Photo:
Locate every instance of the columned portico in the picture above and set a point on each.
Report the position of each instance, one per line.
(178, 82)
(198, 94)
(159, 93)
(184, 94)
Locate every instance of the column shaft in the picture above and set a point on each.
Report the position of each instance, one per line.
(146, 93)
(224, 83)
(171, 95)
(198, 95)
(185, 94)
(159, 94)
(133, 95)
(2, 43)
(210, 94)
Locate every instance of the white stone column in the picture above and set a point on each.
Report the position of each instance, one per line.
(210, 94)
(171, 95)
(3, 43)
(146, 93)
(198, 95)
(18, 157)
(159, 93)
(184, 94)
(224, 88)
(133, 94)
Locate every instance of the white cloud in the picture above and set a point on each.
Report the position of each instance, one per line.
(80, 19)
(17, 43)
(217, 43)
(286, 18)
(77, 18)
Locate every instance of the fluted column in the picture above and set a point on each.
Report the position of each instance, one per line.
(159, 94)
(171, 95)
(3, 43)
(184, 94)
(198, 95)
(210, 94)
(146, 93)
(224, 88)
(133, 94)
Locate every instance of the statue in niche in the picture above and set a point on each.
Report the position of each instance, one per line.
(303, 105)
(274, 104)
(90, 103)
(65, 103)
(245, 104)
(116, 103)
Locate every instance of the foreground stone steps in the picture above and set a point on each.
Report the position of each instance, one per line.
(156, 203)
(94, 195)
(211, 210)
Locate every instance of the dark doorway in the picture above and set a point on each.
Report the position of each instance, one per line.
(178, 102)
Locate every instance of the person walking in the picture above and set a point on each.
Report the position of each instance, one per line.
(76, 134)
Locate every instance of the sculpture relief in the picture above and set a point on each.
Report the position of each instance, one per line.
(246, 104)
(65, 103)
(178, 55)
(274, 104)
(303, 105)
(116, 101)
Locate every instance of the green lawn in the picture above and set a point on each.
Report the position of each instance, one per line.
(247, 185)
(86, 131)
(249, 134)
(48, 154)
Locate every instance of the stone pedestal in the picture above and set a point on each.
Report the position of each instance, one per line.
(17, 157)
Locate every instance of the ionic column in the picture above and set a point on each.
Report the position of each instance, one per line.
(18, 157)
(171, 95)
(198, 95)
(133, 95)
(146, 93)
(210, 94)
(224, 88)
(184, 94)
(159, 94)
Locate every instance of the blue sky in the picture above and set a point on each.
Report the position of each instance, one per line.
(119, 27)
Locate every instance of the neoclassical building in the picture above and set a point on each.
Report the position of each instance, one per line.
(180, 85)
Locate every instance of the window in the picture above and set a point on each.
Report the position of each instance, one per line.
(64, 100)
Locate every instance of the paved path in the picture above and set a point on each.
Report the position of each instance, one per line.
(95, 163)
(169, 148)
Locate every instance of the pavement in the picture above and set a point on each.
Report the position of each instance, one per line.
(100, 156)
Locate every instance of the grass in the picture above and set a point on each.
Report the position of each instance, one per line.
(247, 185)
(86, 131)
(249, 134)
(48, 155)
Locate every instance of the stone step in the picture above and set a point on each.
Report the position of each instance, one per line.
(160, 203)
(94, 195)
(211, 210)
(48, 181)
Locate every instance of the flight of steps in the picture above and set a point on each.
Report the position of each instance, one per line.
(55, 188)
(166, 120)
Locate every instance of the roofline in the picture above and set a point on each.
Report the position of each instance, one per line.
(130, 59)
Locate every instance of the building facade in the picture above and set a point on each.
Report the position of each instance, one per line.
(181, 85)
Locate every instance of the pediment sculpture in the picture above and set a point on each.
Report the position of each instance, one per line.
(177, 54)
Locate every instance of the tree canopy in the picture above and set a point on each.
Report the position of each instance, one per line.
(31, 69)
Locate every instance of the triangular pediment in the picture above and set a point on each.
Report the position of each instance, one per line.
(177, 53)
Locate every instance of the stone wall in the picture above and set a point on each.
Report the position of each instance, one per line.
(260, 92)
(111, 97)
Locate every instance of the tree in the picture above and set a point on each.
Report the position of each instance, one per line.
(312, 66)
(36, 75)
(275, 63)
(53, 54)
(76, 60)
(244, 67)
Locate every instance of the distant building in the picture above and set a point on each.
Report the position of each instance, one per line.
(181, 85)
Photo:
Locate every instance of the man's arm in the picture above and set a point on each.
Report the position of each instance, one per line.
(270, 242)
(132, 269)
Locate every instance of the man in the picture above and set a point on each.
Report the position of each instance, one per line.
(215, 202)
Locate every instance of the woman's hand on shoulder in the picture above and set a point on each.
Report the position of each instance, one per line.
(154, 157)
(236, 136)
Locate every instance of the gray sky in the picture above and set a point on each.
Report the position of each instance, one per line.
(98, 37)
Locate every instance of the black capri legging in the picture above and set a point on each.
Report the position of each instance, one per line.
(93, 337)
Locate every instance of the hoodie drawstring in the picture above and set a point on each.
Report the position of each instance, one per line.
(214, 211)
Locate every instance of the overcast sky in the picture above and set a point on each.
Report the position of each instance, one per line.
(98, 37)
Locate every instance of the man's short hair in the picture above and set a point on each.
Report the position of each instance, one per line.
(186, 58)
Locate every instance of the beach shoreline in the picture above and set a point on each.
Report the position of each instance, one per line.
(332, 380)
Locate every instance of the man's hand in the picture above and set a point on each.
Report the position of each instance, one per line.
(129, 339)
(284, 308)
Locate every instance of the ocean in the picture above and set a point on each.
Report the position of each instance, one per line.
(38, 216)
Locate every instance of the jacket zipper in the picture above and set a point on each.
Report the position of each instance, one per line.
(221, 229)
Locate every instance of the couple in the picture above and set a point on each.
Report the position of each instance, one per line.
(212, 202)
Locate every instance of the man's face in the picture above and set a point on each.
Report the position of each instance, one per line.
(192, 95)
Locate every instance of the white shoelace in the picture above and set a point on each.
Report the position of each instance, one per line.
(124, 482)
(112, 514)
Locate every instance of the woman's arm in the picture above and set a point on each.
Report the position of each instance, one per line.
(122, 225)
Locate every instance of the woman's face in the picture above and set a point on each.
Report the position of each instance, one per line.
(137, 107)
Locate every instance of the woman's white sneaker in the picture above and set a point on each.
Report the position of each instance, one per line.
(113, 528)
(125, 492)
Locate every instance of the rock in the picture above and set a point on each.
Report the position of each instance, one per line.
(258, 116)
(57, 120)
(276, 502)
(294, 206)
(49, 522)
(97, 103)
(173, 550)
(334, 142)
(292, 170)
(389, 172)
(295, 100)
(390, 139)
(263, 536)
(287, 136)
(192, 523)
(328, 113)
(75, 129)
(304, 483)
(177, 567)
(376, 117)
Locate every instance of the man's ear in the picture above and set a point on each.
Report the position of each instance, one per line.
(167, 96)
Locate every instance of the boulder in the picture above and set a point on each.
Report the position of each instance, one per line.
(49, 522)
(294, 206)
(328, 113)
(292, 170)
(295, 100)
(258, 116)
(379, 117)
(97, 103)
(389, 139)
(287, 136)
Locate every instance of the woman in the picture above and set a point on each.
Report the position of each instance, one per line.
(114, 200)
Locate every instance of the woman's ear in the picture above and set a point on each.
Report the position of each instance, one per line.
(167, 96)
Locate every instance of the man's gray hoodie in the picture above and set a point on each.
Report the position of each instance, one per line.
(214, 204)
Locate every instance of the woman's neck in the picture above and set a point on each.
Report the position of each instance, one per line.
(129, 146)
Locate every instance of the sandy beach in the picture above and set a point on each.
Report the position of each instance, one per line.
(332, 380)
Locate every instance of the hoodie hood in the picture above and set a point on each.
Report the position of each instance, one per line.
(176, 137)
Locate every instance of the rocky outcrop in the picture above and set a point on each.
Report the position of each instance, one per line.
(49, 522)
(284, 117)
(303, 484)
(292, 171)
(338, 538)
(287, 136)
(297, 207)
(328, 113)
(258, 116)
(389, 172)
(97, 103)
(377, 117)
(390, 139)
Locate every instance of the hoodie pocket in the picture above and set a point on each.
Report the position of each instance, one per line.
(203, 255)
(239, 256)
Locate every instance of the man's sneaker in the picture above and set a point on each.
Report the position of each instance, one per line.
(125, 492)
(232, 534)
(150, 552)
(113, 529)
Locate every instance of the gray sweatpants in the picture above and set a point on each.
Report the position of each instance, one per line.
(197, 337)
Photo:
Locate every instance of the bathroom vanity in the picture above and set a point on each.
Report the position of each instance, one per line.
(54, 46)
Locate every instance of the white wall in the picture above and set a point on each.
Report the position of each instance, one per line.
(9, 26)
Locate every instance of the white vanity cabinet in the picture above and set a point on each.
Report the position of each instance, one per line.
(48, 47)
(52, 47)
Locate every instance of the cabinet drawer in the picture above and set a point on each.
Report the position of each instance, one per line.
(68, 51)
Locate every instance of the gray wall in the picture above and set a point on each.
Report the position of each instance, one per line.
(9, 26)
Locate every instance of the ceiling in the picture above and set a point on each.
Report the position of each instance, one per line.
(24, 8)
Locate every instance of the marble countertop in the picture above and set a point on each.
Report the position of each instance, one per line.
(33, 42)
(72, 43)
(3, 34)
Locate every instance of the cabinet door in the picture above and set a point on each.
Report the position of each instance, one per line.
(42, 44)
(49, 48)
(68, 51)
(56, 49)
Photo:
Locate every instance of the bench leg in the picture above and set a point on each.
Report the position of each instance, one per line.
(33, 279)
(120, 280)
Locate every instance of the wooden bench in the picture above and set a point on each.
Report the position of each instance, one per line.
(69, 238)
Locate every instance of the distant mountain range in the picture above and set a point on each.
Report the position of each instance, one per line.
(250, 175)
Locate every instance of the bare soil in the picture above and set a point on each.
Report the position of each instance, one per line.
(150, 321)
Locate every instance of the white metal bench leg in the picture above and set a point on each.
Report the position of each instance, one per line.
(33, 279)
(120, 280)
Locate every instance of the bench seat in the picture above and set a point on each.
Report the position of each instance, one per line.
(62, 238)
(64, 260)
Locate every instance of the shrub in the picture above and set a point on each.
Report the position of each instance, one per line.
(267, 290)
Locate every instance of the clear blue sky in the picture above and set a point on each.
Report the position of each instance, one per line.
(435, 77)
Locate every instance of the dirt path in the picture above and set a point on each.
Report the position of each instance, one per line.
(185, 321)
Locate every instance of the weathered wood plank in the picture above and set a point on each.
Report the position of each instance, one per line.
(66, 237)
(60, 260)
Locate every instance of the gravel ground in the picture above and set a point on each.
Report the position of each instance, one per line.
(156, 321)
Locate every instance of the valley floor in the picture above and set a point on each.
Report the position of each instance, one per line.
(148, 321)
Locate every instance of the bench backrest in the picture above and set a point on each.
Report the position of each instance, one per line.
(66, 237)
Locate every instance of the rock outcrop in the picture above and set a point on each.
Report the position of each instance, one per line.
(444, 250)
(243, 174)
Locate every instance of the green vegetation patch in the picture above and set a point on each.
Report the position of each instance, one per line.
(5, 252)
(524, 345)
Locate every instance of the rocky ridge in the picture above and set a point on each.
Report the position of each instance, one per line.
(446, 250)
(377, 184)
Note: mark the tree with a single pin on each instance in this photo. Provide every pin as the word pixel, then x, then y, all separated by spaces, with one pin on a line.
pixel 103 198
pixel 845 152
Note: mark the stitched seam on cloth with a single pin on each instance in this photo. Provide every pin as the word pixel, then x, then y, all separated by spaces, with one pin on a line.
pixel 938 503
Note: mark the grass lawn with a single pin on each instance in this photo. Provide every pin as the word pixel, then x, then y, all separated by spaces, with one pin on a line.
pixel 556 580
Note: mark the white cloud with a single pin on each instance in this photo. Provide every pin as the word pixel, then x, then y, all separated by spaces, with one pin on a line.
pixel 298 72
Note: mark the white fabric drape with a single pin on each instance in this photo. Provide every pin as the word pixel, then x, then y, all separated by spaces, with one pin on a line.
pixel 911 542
········
**Problem statement**
For this exercise, please retype exactly the lines in the listing from the line with "Note: mark the grass" through its last line, both ends included.

**Solution to this exercise**
Note: mark the grass lawn with a single pin on each instance in this photo. Provide every pin as the word pixel, then x, then y, all separated by spaces, with one pin on a line.
pixel 556 580
Note: mark the white cloud with a single pin on each instance in this photo. Provide every pin as the word pixel, then x, then y, all separated by spaces, with one pin on a line.
pixel 298 72
Note: mark the white fabric drape with a single pin on each instance in this photo. Provide every pin as the word pixel, then x, then y, all separated by spaces, with one pin on a line.
pixel 911 542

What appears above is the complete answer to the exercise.